*SUPPLIED RECORDS*
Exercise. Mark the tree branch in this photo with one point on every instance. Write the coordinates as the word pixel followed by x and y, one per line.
==
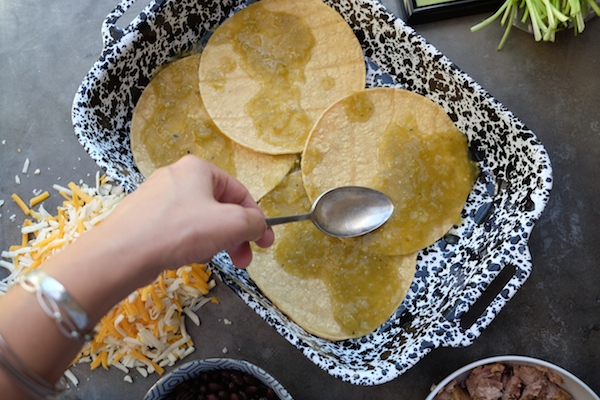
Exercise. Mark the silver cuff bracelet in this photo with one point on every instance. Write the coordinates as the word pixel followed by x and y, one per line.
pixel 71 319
---
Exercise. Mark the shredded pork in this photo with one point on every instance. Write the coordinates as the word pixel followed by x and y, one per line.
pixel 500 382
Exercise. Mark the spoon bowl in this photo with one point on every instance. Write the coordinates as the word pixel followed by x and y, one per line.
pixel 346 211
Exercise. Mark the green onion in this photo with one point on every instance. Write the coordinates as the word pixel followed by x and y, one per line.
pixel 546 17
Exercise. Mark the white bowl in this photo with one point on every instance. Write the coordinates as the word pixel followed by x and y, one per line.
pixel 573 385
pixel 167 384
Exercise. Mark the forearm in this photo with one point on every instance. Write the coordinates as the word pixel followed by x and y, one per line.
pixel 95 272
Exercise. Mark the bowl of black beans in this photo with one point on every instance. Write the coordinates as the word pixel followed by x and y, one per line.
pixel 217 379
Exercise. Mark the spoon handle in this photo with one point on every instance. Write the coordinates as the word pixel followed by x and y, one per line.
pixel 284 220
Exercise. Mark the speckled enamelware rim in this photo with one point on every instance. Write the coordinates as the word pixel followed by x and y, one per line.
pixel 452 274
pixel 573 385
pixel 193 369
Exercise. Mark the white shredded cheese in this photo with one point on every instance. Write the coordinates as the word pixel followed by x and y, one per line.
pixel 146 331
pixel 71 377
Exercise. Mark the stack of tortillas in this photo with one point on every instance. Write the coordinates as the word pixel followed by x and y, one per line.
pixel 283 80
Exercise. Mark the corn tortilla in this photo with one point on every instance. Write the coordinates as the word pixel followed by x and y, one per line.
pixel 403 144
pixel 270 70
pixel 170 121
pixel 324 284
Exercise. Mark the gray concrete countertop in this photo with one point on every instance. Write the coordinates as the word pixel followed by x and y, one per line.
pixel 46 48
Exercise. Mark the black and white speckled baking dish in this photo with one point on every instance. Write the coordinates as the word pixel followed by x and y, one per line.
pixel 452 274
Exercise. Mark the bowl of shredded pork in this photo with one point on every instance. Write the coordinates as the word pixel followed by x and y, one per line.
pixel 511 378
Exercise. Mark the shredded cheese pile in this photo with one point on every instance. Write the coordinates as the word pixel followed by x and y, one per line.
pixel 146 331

*PROBLEM DETAILS*
Recast the data above as a JSON list of strings with one string per line, leaving out blank lines, starting at the line that contains "Exercise. Mark the spoon bowl" and ending at the line that contains "pixel 71 377". Include both of those lines and nothing outside that range.

*RESPONSE*
[
  "Exercise. Mark the spoon bowl in this photo with one point on every instance. Write the coordinates as the word pixel followed by x and y, one per line.",
  "pixel 346 211",
  "Exercise. Mark the green onion in this photo with one point on every instance. Write the coordinates as the word pixel followed by x and y, one per line.",
  "pixel 546 17",
  "Exercise. Mark the white bowl in this photo with one point on every instance. Write the coordinates as the word pixel followed by x and y, one per line.",
  "pixel 573 385",
  "pixel 167 384",
  "Exercise. Mark the forearm in this photo with one point on every instance. Write the coordinates as the word pixel followed by x and y, one per line.",
  "pixel 95 272",
  "Exercise. Mark the bowl of black beans in this photo with one point on every instance. Write the coordinates as the word pixel followed by x and y, one per line.",
  "pixel 217 379",
  "Exercise. Mark the spoon handle in this photo with one point on every instance. Write the coordinates as the word pixel followed by x and y, one per line.",
  "pixel 284 220",
  "Exercise. Mark the speckled enamelware rim in this photo with one point on every instance. Write the coordinates as the word pixel followed by x and y, one per line.",
  "pixel 452 274",
  "pixel 573 385",
  "pixel 193 369",
  "Exercise. Mark the white shredded cheese in this photo with one point on every instance. Write the coordinates as the word pixel followed by x and y, one per line.",
  "pixel 146 331",
  "pixel 71 377"
]